[Start of section]

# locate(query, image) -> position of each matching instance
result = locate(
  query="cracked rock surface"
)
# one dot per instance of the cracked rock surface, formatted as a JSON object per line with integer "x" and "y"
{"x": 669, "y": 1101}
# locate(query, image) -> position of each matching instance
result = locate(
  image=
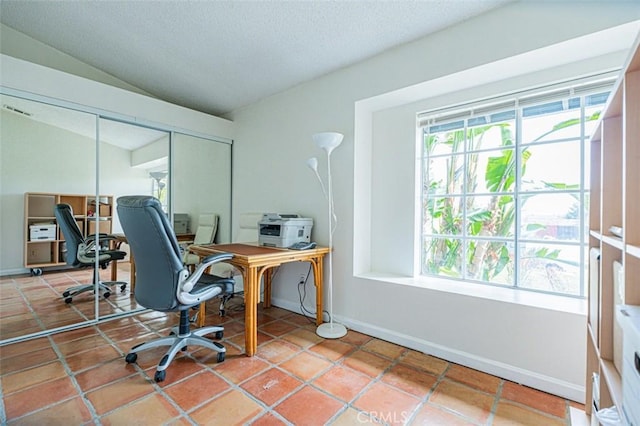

[End of section]

• _Your instructions_: Only the records, copied exactly and free of pictures, belong in the answer.

• _Response to the task_:
# locate(query, image) -> position of each matching instance
result = locate(
  query="cracked rock surface"
)
# one dot per instance of the cracked rock surface, formatted as a JSON object per line with integer "x" and "y"
{"x": 669, "y": 1101}
# locate(query, image) -> position of each matching instance
result = locate(
  image=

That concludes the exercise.